Render the lines below as a JSON list of strings, one string per line with blank lines omitted. Start with the line that contains "of the sheer" and go on through the end of the items.

_Exercise material_
* * * * * * *

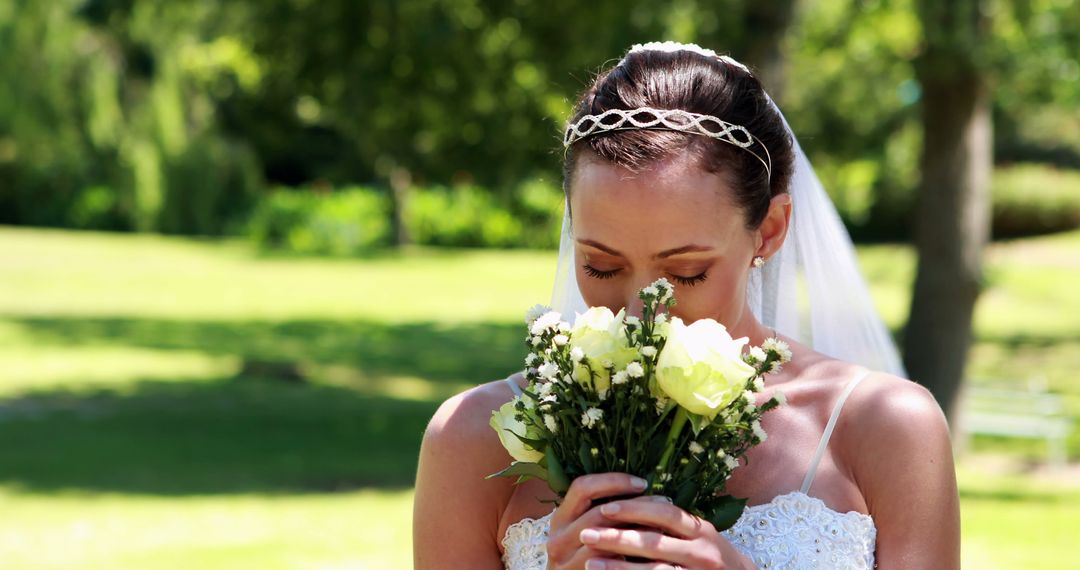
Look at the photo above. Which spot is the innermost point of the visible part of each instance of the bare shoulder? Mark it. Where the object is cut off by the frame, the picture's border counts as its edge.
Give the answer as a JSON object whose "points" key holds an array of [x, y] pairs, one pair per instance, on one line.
{"points": [[896, 445], [456, 510]]}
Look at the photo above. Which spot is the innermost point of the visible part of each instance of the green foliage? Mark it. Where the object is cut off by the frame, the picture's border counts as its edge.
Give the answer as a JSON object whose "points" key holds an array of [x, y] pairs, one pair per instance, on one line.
{"points": [[1033, 199], [343, 222]]}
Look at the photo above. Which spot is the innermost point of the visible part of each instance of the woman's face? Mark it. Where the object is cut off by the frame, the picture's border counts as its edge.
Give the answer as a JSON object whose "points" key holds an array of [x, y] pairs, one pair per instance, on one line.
{"points": [[674, 220]]}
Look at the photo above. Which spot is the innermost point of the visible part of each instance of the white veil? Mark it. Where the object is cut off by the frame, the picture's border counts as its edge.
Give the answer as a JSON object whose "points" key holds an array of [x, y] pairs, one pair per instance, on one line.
{"points": [[811, 290]]}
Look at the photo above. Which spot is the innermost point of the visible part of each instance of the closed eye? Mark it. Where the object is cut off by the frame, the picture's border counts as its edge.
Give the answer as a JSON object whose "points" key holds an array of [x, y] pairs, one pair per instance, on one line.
{"points": [[593, 272], [690, 281]]}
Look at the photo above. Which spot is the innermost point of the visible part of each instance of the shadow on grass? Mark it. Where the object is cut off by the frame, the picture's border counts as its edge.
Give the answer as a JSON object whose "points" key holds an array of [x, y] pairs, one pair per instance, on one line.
{"points": [[248, 433], [198, 437], [472, 353]]}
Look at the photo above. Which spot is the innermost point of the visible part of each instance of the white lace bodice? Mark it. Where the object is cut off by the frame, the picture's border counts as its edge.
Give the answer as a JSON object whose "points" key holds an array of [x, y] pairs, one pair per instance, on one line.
{"points": [[793, 531]]}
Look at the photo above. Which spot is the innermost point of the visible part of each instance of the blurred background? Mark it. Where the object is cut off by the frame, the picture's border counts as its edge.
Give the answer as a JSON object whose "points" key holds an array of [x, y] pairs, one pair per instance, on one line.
{"points": [[247, 247]]}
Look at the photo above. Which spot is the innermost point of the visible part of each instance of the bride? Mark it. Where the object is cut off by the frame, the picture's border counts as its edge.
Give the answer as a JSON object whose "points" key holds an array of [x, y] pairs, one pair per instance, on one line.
{"points": [[679, 165]]}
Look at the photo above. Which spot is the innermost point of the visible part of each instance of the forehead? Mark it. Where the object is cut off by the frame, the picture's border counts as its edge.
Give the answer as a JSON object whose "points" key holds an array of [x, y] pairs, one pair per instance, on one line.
{"points": [[670, 204]]}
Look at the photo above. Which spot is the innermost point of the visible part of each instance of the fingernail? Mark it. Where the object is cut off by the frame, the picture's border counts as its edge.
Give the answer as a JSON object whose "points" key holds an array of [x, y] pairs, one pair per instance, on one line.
{"points": [[589, 537]]}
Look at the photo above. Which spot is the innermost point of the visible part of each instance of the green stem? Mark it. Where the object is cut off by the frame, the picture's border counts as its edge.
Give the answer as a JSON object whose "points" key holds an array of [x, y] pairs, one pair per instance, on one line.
{"points": [[680, 418]]}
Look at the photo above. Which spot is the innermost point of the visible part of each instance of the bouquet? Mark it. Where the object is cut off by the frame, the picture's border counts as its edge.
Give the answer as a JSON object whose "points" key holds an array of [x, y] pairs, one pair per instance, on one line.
{"points": [[651, 396]]}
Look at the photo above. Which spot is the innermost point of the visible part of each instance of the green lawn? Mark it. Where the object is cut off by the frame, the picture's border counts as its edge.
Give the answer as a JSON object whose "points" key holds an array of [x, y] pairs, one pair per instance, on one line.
{"points": [[171, 403]]}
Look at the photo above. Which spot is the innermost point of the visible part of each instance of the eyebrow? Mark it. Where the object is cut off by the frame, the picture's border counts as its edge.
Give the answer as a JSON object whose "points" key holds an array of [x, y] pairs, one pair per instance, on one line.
{"points": [[661, 255]]}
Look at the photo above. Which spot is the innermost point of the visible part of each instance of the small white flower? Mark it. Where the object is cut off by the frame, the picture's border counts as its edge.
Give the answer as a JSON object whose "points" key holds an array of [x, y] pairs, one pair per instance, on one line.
{"points": [[591, 416], [548, 369], [780, 397], [780, 347], [756, 426], [549, 320], [535, 313]]}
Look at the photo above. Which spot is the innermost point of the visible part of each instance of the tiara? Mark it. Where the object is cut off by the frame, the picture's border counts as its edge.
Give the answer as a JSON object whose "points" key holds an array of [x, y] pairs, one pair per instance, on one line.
{"points": [[648, 118]]}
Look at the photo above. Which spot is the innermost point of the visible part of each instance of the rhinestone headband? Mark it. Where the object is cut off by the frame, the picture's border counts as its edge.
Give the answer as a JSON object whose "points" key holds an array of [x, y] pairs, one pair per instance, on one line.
{"points": [[648, 118]]}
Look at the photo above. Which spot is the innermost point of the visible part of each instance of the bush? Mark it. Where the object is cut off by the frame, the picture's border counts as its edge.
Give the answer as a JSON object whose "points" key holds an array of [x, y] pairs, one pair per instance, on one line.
{"points": [[1033, 199], [342, 222]]}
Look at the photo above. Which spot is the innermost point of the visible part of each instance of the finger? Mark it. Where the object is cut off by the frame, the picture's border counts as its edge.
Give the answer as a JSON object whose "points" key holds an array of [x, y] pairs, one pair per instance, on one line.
{"points": [[657, 512], [640, 543], [584, 489], [613, 564]]}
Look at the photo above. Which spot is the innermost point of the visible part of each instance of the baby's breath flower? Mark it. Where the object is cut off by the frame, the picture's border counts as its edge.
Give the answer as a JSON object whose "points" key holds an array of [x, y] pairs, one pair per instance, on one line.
{"points": [[535, 313], [549, 320], [780, 347], [591, 416], [548, 369]]}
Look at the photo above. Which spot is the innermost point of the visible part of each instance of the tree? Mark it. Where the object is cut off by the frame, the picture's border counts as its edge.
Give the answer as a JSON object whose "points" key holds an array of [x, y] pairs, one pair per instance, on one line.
{"points": [[952, 224]]}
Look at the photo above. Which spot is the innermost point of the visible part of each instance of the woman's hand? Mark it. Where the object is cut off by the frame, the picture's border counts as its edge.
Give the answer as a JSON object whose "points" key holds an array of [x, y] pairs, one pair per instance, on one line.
{"points": [[589, 537]]}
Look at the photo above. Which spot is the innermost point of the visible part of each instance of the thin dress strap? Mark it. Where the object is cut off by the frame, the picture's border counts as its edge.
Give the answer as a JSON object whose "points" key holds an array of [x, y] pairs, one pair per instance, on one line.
{"points": [[808, 480], [513, 385]]}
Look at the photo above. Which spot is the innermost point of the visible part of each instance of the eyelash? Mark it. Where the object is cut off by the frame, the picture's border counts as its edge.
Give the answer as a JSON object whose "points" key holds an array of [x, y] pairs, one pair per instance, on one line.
{"points": [[690, 282]]}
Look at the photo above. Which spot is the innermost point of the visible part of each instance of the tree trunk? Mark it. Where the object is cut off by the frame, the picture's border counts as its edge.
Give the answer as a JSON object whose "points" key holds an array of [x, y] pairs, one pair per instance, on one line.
{"points": [[952, 225]]}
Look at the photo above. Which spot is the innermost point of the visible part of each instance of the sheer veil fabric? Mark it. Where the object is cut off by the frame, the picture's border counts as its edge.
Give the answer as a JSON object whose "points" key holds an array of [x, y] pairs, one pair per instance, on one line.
{"points": [[811, 290]]}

* * * * * * *

_Correct answer_
[
  "Look at the photo above. Which spot is the innermost point of the visible part of each instance of the sheer veil fabric? Mark it. Where the object is cut off by the frame, the picture's border counts as its edge.",
  "Give the answer as a JSON object whose \"points\" key holds an array of [x, y] pairs, one pair per instance, on one line.",
  "{\"points\": [[811, 290]]}"
]